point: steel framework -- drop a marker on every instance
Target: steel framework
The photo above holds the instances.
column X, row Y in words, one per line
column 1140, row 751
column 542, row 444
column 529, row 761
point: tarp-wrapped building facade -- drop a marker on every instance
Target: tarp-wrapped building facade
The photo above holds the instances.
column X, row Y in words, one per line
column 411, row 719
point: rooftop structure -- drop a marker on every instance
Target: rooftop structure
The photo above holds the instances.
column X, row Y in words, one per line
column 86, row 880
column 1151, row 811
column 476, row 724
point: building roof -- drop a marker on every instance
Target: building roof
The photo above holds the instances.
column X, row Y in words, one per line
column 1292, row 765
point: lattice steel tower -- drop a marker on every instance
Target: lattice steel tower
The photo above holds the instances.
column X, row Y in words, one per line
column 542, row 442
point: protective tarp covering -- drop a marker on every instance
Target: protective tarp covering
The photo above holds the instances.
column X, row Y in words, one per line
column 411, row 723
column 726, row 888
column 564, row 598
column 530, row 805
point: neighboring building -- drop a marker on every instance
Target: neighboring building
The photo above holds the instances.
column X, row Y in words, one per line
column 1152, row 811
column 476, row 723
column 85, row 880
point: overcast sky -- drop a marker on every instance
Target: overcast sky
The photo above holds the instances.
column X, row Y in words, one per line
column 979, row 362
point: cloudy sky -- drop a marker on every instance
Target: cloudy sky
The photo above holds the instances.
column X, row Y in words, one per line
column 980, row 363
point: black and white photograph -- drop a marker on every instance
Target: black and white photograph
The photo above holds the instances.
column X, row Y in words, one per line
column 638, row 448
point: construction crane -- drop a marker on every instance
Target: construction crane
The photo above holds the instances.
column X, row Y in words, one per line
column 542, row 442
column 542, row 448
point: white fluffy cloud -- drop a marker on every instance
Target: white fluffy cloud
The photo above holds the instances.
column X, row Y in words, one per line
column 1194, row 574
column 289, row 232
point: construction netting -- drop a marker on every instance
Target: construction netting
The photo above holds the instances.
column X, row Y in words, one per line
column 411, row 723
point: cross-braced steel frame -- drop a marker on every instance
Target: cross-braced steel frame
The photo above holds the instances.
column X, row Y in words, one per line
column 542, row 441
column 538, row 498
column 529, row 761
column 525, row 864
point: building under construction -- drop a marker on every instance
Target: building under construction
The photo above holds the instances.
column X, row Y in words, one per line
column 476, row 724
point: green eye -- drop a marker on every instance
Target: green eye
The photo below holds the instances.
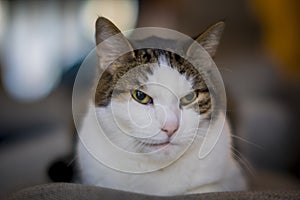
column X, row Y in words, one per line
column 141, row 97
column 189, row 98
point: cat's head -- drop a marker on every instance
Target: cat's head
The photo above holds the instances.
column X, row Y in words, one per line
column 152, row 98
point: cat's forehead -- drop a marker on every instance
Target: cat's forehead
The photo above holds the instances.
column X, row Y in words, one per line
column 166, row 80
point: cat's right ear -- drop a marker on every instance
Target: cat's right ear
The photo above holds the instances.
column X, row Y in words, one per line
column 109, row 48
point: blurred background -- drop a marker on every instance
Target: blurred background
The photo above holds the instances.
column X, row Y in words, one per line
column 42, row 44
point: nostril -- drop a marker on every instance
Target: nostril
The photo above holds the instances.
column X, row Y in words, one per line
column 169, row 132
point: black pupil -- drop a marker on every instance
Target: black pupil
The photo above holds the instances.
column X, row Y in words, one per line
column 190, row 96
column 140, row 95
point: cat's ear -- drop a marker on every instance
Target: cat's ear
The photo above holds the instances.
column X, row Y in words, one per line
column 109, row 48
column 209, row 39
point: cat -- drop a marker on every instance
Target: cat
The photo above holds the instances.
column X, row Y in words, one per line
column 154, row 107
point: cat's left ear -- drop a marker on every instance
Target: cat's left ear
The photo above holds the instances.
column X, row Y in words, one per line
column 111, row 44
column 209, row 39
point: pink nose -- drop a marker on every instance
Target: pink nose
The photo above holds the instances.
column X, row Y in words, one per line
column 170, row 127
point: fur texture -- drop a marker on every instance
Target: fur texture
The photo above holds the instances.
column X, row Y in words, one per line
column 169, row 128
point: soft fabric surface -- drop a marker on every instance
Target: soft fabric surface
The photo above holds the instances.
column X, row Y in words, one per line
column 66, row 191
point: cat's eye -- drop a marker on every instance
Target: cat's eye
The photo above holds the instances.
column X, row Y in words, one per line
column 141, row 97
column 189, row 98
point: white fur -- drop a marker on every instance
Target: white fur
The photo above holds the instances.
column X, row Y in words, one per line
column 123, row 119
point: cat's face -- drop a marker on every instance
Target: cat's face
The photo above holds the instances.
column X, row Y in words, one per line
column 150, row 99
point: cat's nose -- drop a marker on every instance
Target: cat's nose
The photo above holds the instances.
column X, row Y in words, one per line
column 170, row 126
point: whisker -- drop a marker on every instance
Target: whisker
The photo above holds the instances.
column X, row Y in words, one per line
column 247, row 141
+++++
§ YOUR GOAL
If a line in the records above includes the string "cloudy", copy it.

§ ANSWER FOR THE TASK
point: cloudy sky -- drop a marker on every instance
Target: cloudy sky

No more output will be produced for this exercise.